解くべき問題.
1 - 下のPENICILLINのライブの記述で、HAKUEIの「いくぞ、地球!!」という掛け声で始まった曲は何か。
2 - PENICILLINのライブの記述を、最後の文の後から書き継ぎなさい。

抜粋本文.
☆ ☆ ☆ ☆ ☆ ☆ ☆

続く曲は「永遠と花束を」。ピンクと赤のライトが妖艶なムードを醸し出し、切なく響くメロディと激しいギターソロのギャップ。これもPENICILLINというバンドが持つ魅力の一つだろう。
「名古屋ー!」HAKUEIが客席を煽ると、その勢いのまま『Rosetta』『KISS』と疾走感のある音にのせて激しい愛を歌う曲が続き、一気に会場のボルテージが上がっていく。

MCが始まると、「本日は名古屋ですけど…もはやどうでもいいんですよ。」と名古屋のファンにとっては聞き捨てならない発言をするHAKUEI。どういうこと…?と思っていると、思いもしなかった言葉が彼の口から飛び出した。

HAKUEI「俺、地球でライブやってるから。ちょっと壁があるだけで、地球に立ってライブやってるから。…いくぞ、地球!!」

あれ、これって銀河系のツアーだったっけ?(笑)突然のスケールの大きさに驚かされる。そんなHAKUEIの掛け声で始まったのは『make love』。爽やかなイントロが耳に心地よく、26年前の曲にもかかわらず全く色褪せない名曲だ。O-JIROはニコニコ顔で楽しそうにドラムを響かせる。
『少年ダイバー』『LOVE DRAGOON』と懐かしい曲が続く。少し薄暗い場内にしっとりとした歌声が響き渡ると深い海にたゆたうような感覚に包まれ、サビに差し掛かると美しくも力強さのある高音が突き刺さってくる。ノスタルジックな『蛍火』はPENICILLINの音楽性の幅の広さを感じる。一言一言想いを込めて紡がれる言葉は柔らかく聴く人の胸に届く。バラードの中でも決して存在感を無くさない千聖のギターの旋律が儚さの中にも煌めきを感じさせる。

☆ ☆ ☆ ☆ ☆ ☆ ☆

抽出データ.

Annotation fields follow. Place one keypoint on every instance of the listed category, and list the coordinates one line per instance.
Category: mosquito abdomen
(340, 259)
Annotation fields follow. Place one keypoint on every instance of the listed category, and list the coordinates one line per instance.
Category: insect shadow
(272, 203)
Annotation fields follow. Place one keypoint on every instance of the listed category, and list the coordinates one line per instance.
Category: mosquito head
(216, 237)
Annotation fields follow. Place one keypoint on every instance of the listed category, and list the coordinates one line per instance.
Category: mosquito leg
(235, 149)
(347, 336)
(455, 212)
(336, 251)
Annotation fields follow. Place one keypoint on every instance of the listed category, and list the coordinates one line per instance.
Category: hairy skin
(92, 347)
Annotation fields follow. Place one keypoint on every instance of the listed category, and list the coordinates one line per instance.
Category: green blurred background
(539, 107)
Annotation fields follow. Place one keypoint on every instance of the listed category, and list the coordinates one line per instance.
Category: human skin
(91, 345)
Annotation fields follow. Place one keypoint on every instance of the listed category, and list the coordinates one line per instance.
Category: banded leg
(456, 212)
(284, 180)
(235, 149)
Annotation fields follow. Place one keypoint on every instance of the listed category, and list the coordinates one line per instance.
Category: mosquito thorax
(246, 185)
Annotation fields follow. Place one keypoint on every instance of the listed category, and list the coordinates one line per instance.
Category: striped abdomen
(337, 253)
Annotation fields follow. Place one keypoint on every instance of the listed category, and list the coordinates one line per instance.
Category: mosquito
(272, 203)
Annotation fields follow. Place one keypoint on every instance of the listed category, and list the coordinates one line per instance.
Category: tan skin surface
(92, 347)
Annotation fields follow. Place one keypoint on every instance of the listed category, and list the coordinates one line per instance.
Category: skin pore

☆ ☆ ☆ ☆ ☆ ☆ ☆

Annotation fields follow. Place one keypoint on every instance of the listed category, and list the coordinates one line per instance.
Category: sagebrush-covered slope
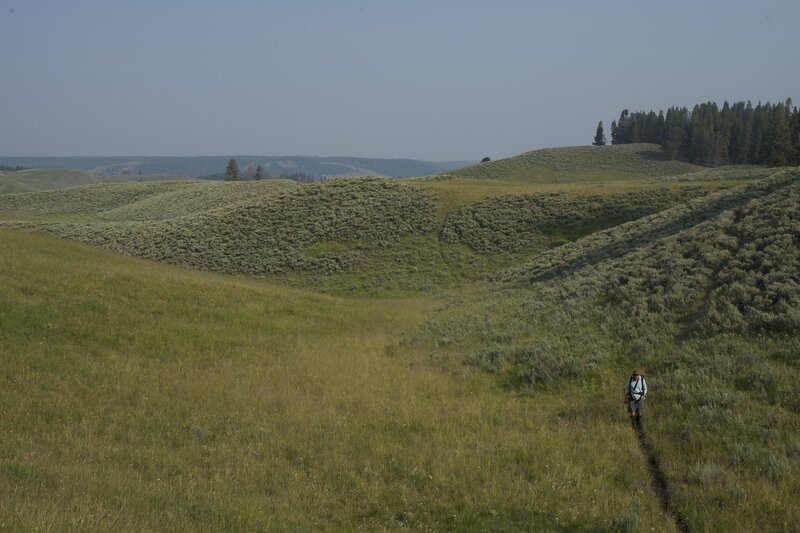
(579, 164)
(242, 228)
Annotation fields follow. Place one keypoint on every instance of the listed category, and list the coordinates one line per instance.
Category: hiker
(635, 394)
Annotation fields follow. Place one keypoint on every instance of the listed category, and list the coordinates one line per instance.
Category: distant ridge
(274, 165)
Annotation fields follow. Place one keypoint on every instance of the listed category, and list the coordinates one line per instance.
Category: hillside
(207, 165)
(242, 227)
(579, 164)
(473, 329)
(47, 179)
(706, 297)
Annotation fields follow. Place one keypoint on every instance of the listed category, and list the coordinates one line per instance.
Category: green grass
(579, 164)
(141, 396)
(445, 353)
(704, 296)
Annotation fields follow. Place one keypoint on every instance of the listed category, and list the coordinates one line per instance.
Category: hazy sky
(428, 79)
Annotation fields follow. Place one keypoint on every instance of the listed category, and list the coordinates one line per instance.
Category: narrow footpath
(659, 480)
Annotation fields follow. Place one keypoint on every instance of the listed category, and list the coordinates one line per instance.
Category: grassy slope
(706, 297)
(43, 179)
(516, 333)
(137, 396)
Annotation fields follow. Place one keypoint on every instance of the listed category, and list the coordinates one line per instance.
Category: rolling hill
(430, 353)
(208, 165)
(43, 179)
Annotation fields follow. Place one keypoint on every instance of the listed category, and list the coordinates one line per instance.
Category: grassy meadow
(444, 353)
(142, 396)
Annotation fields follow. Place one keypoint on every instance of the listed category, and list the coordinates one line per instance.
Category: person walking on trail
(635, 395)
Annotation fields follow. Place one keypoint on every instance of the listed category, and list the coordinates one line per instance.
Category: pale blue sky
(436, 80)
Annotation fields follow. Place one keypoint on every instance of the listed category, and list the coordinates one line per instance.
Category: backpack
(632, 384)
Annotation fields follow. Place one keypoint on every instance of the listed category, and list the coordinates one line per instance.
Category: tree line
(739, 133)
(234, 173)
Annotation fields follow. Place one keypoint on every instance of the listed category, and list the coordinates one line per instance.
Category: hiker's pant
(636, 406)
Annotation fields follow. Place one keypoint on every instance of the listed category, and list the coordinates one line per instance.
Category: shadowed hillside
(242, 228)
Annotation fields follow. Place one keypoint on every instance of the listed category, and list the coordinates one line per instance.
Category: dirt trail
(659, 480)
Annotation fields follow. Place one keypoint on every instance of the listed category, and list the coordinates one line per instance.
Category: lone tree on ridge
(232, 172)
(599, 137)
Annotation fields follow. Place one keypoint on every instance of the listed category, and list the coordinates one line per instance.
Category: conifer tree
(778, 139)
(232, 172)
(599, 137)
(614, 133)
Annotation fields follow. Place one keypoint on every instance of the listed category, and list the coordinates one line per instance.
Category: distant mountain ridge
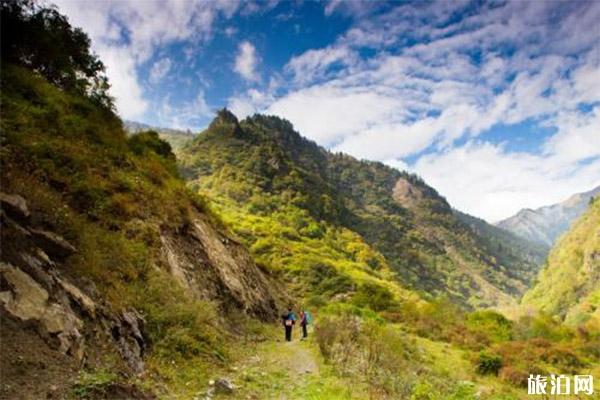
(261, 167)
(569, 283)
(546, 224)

☆ ☆ ☆ ☆ ☆ ☆ ☆

解答.
1 - 『make love』である。

2 -
曲が終わり、HAKUEIが姿を消すとステージに残るメンバーの名前を呼ぶ声が響く。

O-JIRO「こんばんは!ののの(No No No)ツアーは1本目からすごいね!今日はもう5本目だけど、どの曲も馴染んできてるね!いいね!」

O-JIROはSNSでも今回のツアーのことを「のののツアー」と呼んでいたが、それも可愛くて彼らしい。そんな可愛い一面とは裏腹に「まだまだここから、命を削ってくよ!」とロックな発言をしたO-JIROに「マジで、頼むから長生きしてくださいよ…!」とChiyuからのツッコミ。会場からは笑いが起こった。

千聖「今日から12月になったんで12月ならではの挨拶をします。しわーす!(師走)」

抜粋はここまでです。